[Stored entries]
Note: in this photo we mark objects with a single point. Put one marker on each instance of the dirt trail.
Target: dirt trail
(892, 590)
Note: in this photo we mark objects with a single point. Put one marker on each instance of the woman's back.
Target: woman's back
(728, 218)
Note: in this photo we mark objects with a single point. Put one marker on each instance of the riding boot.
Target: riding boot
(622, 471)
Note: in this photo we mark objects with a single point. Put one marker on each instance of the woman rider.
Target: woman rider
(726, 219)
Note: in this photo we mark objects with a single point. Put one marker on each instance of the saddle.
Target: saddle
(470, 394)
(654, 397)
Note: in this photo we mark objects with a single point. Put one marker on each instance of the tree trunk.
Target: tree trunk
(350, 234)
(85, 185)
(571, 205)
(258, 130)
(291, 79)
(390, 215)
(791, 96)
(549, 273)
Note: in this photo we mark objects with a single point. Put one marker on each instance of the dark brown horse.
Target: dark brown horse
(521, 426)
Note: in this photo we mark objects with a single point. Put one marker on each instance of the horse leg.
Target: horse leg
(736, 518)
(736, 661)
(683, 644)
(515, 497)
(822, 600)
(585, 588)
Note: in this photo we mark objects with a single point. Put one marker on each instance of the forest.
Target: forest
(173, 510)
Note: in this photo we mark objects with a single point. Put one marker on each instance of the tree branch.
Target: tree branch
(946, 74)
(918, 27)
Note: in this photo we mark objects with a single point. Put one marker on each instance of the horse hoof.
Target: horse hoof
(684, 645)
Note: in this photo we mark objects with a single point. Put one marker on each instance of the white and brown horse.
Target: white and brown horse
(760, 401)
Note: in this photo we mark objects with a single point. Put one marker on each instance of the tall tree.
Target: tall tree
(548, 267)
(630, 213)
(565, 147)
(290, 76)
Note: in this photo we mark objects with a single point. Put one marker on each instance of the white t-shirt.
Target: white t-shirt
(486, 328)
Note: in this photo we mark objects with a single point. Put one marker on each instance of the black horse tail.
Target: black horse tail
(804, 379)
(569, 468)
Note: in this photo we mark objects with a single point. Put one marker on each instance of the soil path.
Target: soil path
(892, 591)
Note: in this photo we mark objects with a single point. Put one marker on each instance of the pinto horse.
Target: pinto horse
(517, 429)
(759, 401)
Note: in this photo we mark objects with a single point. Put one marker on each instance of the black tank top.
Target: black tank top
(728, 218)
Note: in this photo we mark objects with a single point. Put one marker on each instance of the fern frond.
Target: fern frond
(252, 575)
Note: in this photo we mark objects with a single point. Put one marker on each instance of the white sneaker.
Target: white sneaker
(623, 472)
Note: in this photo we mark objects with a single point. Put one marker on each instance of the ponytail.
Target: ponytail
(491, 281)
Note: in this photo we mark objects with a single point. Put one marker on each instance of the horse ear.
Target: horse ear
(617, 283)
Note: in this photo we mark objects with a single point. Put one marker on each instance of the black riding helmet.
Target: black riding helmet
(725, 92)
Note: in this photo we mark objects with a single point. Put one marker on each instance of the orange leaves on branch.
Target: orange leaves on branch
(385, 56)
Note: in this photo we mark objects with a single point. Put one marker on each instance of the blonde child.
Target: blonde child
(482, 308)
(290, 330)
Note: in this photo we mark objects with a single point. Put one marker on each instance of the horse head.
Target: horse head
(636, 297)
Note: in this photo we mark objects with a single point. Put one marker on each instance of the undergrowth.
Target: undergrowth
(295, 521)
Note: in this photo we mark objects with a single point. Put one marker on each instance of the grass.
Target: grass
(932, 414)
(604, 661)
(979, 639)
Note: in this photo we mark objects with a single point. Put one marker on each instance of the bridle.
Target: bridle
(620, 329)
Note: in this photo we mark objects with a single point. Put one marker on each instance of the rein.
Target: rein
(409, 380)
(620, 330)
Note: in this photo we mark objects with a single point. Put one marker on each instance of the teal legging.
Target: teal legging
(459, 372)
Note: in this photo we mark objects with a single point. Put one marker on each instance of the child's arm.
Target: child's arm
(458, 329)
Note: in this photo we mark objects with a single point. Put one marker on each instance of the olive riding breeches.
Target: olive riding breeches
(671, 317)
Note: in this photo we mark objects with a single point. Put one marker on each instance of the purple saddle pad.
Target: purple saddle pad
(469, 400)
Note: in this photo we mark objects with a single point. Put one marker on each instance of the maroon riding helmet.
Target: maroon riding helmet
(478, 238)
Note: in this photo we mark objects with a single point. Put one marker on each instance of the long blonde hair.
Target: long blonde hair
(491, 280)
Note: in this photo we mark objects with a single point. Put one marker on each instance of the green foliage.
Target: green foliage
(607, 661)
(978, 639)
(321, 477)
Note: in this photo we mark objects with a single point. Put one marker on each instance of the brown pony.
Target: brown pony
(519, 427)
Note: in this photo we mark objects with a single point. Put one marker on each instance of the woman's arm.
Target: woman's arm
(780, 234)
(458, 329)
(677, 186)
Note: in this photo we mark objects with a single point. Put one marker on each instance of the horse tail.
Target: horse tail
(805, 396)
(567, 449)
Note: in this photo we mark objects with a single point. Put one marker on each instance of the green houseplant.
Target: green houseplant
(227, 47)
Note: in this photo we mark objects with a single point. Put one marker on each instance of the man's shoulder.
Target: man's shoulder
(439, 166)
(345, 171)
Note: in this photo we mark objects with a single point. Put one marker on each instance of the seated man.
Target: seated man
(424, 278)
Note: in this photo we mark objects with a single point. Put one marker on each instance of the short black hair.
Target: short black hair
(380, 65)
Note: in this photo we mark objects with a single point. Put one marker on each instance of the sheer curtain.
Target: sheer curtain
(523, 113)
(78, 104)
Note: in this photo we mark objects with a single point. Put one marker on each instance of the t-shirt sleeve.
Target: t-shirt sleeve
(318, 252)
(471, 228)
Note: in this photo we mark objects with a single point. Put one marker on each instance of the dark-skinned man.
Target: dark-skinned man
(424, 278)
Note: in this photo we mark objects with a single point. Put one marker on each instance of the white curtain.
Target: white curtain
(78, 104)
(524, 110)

» DIRECTIVE
Begin at the line that contains "the t-shirt sleeve." and stop after the last line of the material. Rewrite each of those lines, requests included, with every number in the point coordinates raised by 78.

» EXERCISE OUTPUT
Note: in this photo we mark objects with a single point. Put one marker on each instance of the t-shirt sleeve.
Target: t-shirt sleeve
(396, 330)
(549, 306)
Note: in this photo we mark objects with a single point. Put one marker on each instance of the dark-skinned man.
Target: dark-skinned man
(502, 356)
Note: in this photo we mark objects with a single point. Put one marker on each instance of the white curtain.
Target: white curtain
(156, 182)
(602, 188)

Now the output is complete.